• _Source passage_

--------------------------------

Findings from research conducted for UK retailer John Lewis suggest parents recognise the benefits of using technology in the classroom, but struggle to understand the devices themselves.

John Lewis ... held technology clinics with parents and teachers to bridge the digital divide between the younger generation who have grown up with smartphones and tablets, and those who didn't.

41% of parents admitted that they did not fully understand how technology is used in the classroom, but 69% said they felt their children's progress at school had improved thanks to technology.

Drew Buddie, senior vice chairman at Naace, the association for the UK's education technology community said: "The use of mobile digital technologies in the classroom might be largely unfamiliar to parents, but the benefits can be huge.

--------------------------------

• _Dataset_

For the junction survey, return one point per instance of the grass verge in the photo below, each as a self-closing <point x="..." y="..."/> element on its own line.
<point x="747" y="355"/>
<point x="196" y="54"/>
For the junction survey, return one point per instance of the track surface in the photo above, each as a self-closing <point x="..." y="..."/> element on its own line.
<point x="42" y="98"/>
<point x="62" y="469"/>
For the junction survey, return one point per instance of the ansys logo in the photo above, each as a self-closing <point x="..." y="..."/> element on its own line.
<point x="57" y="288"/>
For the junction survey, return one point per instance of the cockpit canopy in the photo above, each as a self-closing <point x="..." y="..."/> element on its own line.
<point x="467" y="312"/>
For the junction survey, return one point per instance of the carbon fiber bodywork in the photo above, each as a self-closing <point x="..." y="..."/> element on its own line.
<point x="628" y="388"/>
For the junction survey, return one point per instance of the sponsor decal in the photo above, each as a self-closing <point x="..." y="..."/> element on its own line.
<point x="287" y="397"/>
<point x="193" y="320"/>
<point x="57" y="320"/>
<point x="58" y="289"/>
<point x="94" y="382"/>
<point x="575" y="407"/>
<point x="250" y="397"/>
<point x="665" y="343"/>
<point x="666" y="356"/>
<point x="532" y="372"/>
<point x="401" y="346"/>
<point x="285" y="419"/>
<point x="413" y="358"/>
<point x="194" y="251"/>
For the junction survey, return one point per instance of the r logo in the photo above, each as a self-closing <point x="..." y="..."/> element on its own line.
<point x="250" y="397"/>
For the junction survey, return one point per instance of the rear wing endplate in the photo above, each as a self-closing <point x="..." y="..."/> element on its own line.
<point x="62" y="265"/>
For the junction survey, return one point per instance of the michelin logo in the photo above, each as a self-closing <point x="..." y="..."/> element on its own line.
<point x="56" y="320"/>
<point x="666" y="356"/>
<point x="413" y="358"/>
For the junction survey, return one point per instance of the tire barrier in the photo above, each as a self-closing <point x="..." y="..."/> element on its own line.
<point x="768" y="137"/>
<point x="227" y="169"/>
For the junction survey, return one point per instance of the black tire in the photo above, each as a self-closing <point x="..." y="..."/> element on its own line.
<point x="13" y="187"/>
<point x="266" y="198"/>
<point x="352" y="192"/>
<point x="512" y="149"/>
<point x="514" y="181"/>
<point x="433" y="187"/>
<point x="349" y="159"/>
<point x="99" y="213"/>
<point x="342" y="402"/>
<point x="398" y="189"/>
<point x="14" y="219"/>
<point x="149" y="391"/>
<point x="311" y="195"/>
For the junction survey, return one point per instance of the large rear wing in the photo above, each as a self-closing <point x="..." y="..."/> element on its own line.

--------------------------------

• _To do_
**A)** Answer these from the classroom technology passage:
(i) For which retailer was the research carried out?
(ii) What percentage of parents admitted they did not fully understand how technology is used in the classroom?
(iii) Of which association is Drew Buddie the senior vice chairman?
**B)** Write the next part of the classroom technology passage, starting after its last sentence.
The records have nothing to do with what comes next.

• _Exercise answers_
**A)**
(i) John Lewis
(ii) 41%
(iii) Naace

**B)**
Matt Leeser, head of buying for communications technology at John Lewis said: "The classroom of 2014 provides students with a very different experience to when I was at school. Whether it's studying maths using a tablet app or streaming videos to research a new assignment, innovative technology is giving pupils more interactive and engaging lessons that foster both independent and collaborative learning. The research shows that parents understand the benefits, but can struggle to relate to an experience that's so different from their own school days. They don't always know which products will be best, or where they can turn for advice."

Unsurprisingly Matt Leeser goes on to suggest that parents should visit John Lewis for advice. Other than pander to parental fears about doing their children harm, the findings of this research are probably a no-brainer to many here. Does the SN parental community have any advice on how to support their children in the use of new technologies in education?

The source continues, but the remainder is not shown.